In the data below, switch each occurrence of "pointer" to "cursor" and reproduce every line with no other change.

[BEGIN]

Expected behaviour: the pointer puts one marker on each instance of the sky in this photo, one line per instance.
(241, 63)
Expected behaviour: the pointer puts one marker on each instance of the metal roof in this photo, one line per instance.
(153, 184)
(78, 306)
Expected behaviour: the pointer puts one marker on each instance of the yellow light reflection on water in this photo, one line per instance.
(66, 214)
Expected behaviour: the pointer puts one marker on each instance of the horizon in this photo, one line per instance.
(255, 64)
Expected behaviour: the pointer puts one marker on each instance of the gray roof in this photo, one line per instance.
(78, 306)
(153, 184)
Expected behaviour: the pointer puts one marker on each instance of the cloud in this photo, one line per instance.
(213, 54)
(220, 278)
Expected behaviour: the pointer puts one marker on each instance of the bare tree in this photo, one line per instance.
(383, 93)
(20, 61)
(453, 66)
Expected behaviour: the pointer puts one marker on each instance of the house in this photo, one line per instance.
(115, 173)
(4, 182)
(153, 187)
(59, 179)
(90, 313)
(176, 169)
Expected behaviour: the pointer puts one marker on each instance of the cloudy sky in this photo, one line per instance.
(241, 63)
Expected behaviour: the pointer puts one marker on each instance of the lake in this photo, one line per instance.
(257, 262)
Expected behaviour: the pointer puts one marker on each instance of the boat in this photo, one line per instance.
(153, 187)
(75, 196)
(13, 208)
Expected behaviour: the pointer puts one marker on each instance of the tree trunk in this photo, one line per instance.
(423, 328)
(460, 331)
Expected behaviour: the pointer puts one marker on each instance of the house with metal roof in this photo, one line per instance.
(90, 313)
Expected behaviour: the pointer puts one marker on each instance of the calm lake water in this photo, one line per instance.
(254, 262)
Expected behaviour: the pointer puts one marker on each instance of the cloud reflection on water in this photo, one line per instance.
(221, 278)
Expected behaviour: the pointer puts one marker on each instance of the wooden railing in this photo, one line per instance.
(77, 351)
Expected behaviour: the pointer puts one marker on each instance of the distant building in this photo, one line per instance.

[END]

=== WRITTEN RESPONSE ===
Expected behaviour: the cursor puts one marker on each instance of the sky in this photo, one line per instance.
(241, 63)
Expected behaviour: the cursor puts one marker on each instance of the metal roof in this photo, one line per instance.
(153, 184)
(78, 306)
Expected behaviour: the cursor puts one marker on each instance of the yellow light reflection on water in this photo, one line per instance.
(66, 214)
Expected behaviour: the cursor puts one marker on each instance of the horizon in this photo, one line per instance.
(255, 64)
Expected behaviour: the cursor puts one marker on each instance of the gray roof in this photo, one line per instance.
(78, 306)
(153, 184)
Expected behaviour: the cursor puts one marker on each instance of the cloud in this photo, one line per instance.
(213, 54)
(220, 278)
Expected behaviour: the cursor puts one marker on each instance of the bare tree in this photo, one line per instance.
(383, 93)
(20, 61)
(453, 66)
Expected behaviour: the cursor puts one marker on each instance of the house in this photo, one line per instance.
(115, 173)
(4, 182)
(153, 187)
(59, 179)
(90, 313)
(176, 169)
Expected behaviour: the cursor puts one marker on each instance of the cloudy sky in this photo, one line per instance.
(241, 63)
Expected behaviour: the cursor puts one marker on each instance of the lake in this photo, one line per instance.
(257, 262)
Expected behaviour: the cursor puts one marker on each instance of the boat in this photo, one line per instance.
(153, 187)
(75, 196)
(13, 208)
Expected behaviour: the cursor puts one marker on each instance of the tree trunk in this photo, one line per instance.
(423, 328)
(460, 331)
Expected behaviour: the cursor puts one marker on each instance of the house with metal roof in this photo, one line per instance.
(90, 313)
Expected behaviour: the cursor puts one marker on each instance of the calm lake water in this photo, one line per instance.
(254, 262)
Expected behaviour: the cursor puts one marker on each instance of the cloud reflection on water in this photo, one line per instance.
(221, 278)
Expected behaviour: the cursor puts one marker on each instance of the wooden railing in this photo, one line per instance.
(77, 351)
Expected behaviour: the cursor puts one marker on each instance of the distant building in this photo, one line per instance.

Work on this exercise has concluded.